┌─ Items
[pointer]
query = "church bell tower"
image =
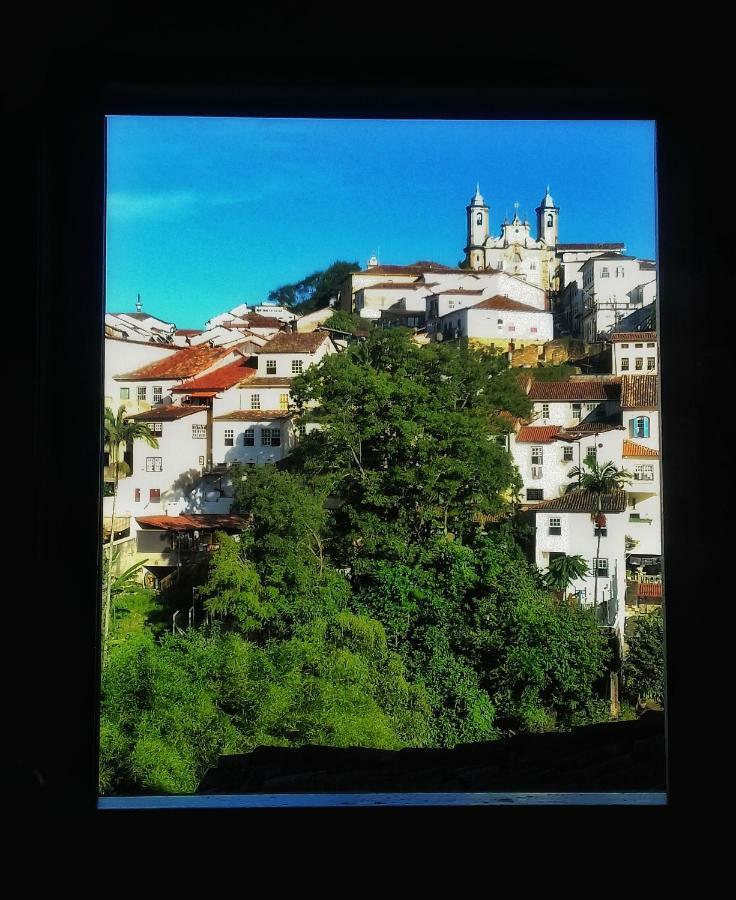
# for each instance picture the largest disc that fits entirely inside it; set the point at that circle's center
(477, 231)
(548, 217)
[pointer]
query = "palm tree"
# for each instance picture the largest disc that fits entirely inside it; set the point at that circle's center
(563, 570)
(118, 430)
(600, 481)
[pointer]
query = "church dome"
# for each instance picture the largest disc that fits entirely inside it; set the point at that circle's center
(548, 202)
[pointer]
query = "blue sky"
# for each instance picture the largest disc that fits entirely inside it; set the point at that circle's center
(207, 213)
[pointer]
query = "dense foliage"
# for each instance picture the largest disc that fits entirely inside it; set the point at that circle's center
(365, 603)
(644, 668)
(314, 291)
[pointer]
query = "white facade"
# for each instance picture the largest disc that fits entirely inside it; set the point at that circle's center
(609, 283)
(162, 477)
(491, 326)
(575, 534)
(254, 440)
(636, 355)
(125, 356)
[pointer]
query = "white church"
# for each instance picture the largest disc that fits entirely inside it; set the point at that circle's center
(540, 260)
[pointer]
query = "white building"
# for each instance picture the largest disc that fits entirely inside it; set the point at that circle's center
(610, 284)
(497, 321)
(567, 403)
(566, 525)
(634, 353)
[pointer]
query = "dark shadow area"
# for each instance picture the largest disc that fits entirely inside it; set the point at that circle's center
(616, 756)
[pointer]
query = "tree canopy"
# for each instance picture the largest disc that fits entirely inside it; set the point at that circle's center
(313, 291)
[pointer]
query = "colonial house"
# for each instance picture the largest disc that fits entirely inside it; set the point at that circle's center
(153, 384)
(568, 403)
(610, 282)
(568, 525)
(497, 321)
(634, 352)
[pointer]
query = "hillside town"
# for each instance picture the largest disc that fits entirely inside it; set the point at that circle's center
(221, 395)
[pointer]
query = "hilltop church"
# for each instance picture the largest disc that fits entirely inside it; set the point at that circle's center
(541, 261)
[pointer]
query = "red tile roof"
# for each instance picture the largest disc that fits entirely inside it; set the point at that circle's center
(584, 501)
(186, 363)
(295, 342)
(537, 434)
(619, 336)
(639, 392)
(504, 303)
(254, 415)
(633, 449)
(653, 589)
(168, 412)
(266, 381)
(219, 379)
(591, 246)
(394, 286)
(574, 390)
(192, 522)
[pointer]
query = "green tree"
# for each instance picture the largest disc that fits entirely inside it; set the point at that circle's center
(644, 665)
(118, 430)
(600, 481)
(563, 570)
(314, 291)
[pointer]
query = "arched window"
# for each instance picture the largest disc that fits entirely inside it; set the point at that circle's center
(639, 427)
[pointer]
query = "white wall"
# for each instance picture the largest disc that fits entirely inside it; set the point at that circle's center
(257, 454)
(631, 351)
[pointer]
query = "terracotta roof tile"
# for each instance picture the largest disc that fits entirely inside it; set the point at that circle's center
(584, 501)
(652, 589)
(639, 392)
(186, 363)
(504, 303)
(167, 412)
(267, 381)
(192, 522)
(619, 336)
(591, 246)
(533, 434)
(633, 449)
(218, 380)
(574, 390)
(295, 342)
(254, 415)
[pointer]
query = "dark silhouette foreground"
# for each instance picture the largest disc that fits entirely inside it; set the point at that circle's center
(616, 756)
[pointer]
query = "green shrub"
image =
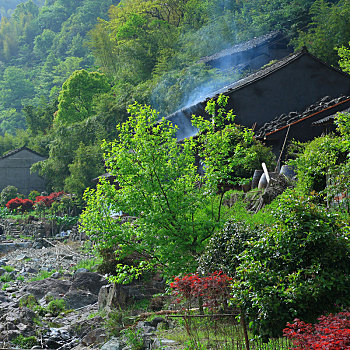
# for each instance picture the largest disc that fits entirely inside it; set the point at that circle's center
└─
┌─ Items
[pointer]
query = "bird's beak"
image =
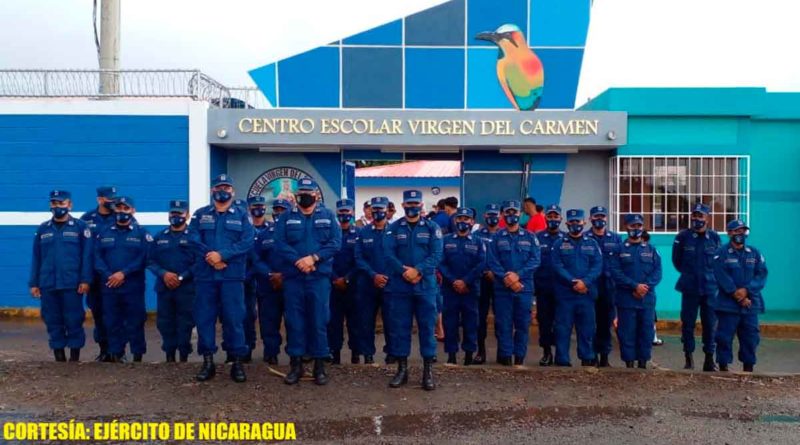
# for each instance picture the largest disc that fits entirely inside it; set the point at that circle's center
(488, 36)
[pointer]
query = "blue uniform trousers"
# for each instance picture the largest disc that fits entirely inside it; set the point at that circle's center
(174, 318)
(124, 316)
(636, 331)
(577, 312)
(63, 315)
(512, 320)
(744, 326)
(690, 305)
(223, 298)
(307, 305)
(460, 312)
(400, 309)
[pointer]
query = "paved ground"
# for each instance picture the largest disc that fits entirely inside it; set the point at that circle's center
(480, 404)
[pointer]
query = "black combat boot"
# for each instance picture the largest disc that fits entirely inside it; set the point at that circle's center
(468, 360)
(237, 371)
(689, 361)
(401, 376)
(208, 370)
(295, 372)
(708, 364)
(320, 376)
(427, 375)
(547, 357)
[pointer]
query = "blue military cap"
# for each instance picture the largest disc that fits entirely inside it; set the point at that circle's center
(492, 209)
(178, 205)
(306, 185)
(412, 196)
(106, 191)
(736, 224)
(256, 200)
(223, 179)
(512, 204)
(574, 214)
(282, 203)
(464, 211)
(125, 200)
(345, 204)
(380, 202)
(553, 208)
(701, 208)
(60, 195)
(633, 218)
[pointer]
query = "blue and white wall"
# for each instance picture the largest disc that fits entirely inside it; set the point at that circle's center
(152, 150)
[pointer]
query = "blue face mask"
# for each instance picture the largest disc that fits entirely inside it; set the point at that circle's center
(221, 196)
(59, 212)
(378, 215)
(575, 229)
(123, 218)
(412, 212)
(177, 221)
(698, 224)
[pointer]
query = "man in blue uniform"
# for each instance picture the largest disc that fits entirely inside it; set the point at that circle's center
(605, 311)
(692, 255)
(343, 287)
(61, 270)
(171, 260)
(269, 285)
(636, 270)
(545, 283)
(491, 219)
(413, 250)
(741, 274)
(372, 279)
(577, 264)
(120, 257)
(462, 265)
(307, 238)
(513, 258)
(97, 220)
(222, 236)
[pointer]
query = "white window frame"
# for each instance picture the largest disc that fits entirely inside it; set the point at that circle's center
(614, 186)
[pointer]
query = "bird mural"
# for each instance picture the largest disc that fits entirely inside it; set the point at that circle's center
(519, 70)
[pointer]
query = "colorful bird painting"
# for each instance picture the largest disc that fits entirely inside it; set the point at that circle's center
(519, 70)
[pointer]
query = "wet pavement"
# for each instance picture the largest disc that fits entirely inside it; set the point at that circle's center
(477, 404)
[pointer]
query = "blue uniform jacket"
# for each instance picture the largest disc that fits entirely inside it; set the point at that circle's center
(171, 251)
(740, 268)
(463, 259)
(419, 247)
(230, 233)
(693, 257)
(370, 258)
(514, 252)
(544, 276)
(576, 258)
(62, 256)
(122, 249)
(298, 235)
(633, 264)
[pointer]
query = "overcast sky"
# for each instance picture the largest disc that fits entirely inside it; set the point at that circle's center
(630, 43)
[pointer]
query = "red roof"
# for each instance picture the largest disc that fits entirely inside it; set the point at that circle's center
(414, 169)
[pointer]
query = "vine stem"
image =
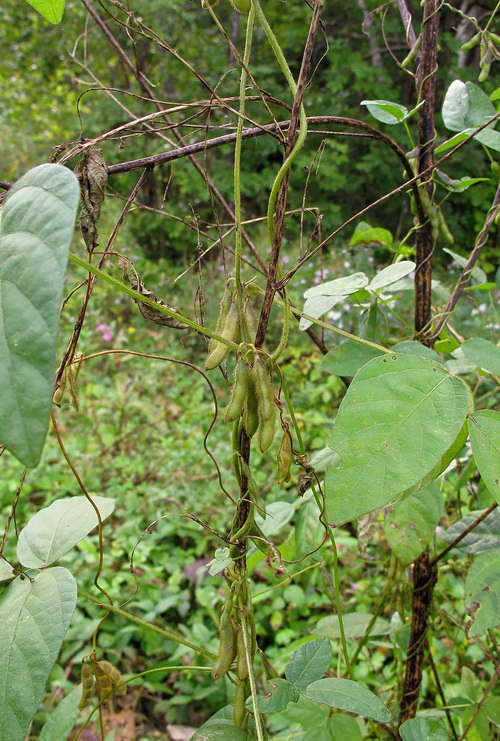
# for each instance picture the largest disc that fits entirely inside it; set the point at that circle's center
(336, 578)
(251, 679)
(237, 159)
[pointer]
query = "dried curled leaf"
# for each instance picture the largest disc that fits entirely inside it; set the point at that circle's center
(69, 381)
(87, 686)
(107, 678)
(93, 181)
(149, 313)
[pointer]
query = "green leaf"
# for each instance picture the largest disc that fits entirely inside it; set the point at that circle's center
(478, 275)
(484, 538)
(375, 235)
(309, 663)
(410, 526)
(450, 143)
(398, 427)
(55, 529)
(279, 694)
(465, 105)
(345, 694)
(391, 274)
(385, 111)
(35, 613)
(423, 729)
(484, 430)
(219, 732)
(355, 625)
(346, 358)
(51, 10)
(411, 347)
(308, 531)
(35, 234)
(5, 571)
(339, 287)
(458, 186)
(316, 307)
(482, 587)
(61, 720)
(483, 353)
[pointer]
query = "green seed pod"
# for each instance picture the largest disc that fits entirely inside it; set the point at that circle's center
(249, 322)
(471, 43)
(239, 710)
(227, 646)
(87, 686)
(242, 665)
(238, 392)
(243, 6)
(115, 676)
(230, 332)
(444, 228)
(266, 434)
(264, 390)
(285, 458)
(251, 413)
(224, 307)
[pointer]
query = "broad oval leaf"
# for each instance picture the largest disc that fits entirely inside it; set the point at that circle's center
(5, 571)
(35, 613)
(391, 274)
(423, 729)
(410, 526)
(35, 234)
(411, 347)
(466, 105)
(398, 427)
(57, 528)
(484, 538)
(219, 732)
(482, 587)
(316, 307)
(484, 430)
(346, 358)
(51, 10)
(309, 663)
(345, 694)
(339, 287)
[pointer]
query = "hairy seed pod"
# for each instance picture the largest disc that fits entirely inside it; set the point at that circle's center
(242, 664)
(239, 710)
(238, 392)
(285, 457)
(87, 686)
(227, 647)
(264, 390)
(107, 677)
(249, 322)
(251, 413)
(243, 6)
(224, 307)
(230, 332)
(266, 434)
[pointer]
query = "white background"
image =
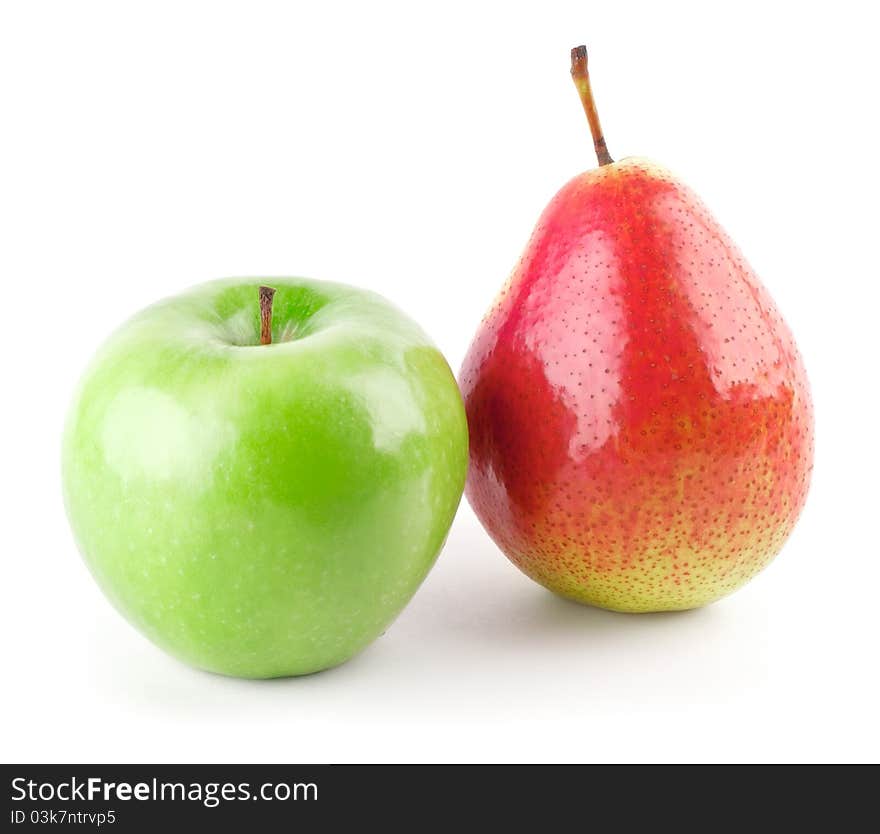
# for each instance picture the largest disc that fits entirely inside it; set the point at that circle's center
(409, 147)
└─
Show every line of the data above that contains the word "seed". Case counts.

◆ **Correct output**
query = "green seed pod"
query = "hairy seed pod"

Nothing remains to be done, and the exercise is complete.